_Dataset entries_
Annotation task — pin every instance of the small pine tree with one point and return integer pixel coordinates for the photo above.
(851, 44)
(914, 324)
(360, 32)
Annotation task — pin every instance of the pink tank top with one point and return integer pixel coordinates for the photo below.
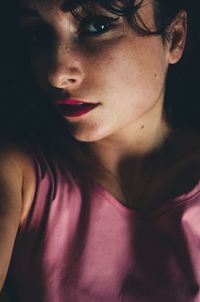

_Your goal_
Reproduce the data exactly, please, and omit its pictures.

_Output_
Annotation task — pin every instance of the small pine tree with one point and return integer pixel coordinates for the photo above.
(851, 44)
(914, 324)
(360, 32)
Annotation task — pin every instance of the pink tank top with one point and return integer pixel coordinates for the photo below.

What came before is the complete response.